◆ **Problem description**
Report each line in the entries below that contains the word "window", treating uppercase and lowercase as different.

◆ **Working data**

▶

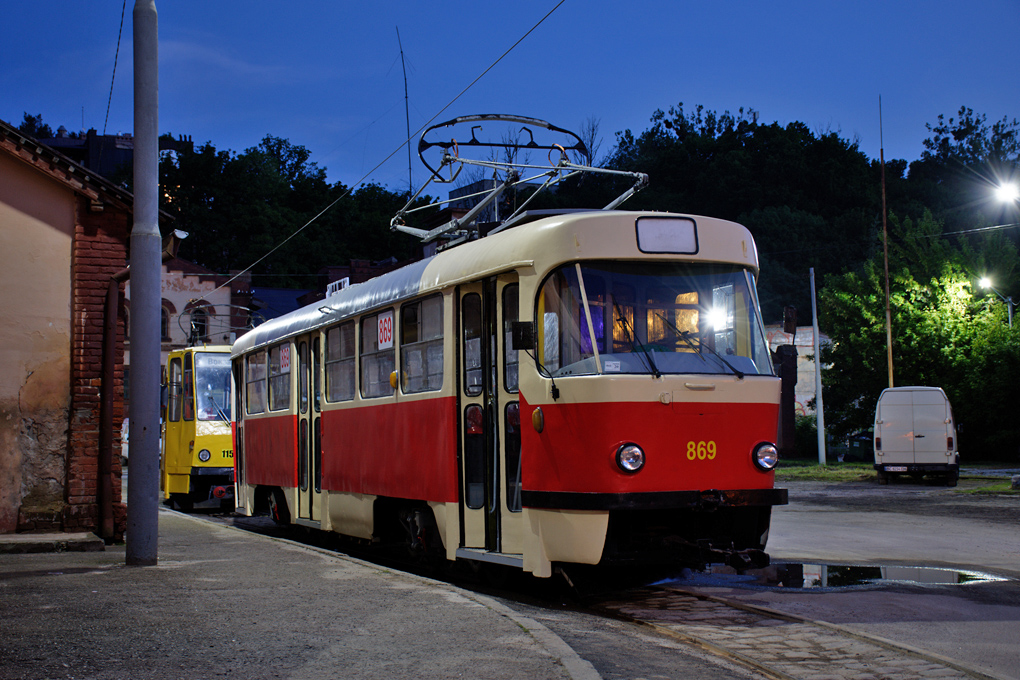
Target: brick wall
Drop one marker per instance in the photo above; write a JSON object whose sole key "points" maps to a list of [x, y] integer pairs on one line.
{"points": [[99, 251]]}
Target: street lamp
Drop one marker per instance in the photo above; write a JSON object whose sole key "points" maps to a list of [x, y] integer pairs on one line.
{"points": [[1008, 192], [985, 282]]}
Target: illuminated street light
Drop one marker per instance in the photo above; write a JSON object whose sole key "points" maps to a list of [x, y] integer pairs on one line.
{"points": [[1008, 193], [985, 282]]}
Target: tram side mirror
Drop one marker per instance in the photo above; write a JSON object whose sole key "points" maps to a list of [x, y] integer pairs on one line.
{"points": [[522, 335]]}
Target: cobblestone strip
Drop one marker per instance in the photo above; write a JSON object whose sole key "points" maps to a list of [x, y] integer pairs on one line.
{"points": [[779, 645]]}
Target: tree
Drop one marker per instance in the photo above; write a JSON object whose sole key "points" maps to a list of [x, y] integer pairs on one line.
{"points": [[33, 125], [963, 160], [261, 209], [942, 335]]}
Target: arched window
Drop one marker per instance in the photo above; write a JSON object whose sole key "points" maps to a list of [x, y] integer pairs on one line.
{"points": [[200, 325]]}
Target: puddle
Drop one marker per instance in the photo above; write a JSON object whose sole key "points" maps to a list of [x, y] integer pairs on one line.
{"points": [[806, 576]]}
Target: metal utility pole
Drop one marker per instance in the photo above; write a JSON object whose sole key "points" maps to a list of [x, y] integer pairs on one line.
{"points": [[819, 412], [885, 249], [143, 487], [407, 117]]}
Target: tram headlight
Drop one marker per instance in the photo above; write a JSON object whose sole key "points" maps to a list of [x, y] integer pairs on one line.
{"points": [[766, 456], [630, 458]]}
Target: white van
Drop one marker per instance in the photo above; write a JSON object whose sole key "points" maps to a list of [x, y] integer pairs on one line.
{"points": [[915, 434]]}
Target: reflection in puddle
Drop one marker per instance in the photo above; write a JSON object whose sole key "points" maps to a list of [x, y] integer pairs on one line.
{"points": [[834, 576]]}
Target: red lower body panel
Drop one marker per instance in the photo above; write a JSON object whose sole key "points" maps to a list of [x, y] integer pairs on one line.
{"points": [[686, 447], [406, 450]]}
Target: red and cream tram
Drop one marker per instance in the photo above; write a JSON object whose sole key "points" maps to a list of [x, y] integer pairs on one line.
{"points": [[590, 387]]}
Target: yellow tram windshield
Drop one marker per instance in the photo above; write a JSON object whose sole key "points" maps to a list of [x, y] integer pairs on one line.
{"points": [[212, 385]]}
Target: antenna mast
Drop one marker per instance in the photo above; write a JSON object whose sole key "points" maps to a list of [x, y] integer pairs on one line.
{"points": [[407, 116]]}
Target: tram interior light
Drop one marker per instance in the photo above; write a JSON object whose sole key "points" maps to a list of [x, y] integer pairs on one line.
{"points": [[717, 317]]}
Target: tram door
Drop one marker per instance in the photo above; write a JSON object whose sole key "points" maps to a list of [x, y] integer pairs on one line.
{"points": [[309, 429], [490, 417]]}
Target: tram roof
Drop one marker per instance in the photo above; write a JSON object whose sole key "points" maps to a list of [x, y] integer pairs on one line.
{"points": [[538, 246]]}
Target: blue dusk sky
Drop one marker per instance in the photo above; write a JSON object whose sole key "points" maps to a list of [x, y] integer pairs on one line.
{"points": [[327, 75]]}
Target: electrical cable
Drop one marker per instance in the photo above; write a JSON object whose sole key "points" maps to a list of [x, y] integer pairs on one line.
{"points": [[395, 151], [116, 54]]}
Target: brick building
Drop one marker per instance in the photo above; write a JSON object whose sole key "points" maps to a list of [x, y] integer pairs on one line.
{"points": [[63, 236]]}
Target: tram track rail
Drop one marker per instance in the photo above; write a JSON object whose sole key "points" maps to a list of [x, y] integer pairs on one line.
{"points": [[778, 644], [775, 644]]}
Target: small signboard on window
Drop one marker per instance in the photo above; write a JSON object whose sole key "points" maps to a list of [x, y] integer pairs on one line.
{"points": [[386, 329], [667, 234]]}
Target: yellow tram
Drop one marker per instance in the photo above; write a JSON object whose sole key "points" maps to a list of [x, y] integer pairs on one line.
{"points": [[197, 461]]}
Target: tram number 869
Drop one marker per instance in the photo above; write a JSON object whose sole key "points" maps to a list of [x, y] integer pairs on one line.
{"points": [[701, 451]]}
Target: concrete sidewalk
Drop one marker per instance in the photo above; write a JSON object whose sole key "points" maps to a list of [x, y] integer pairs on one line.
{"points": [[226, 604]]}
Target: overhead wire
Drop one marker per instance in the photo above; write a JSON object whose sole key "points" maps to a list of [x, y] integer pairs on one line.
{"points": [[395, 151]]}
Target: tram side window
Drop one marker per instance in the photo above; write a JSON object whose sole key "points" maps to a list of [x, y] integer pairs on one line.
{"points": [[421, 345], [471, 319], [175, 388], [376, 354], [255, 382], [189, 390], [340, 363], [562, 323], [279, 377], [511, 313]]}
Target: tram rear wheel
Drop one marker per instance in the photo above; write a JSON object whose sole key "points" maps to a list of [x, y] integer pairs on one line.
{"points": [[277, 508]]}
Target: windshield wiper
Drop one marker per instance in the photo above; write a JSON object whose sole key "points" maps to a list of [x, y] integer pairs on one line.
{"points": [[218, 410], [635, 345], [684, 335]]}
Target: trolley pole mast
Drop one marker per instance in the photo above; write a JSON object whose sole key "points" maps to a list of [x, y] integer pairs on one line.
{"points": [[143, 489]]}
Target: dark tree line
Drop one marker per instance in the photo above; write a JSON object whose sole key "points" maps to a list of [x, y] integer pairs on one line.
{"points": [[811, 199], [271, 200]]}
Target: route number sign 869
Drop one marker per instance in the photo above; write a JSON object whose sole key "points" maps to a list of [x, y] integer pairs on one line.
{"points": [[701, 451]]}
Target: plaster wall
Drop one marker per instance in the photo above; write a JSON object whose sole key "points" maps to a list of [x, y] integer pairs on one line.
{"points": [[37, 225]]}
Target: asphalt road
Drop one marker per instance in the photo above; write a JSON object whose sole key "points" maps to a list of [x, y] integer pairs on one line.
{"points": [[905, 524]]}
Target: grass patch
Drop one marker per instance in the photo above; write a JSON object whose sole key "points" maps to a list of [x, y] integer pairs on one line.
{"points": [[1004, 487], [811, 471]]}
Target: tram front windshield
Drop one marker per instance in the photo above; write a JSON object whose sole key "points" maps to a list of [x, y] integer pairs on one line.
{"points": [[651, 317], [212, 385]]}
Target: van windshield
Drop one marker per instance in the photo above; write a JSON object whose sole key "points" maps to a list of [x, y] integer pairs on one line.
{"points": [[651, 317]]}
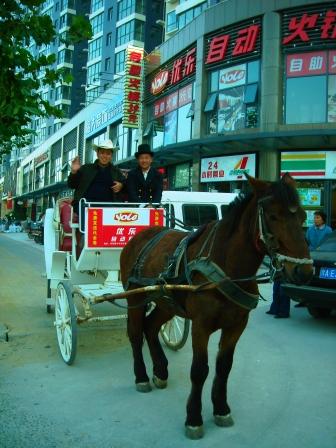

◀

◆ **Complete answer**
Target: arched window
Target: small signboard on window
Target: tram side window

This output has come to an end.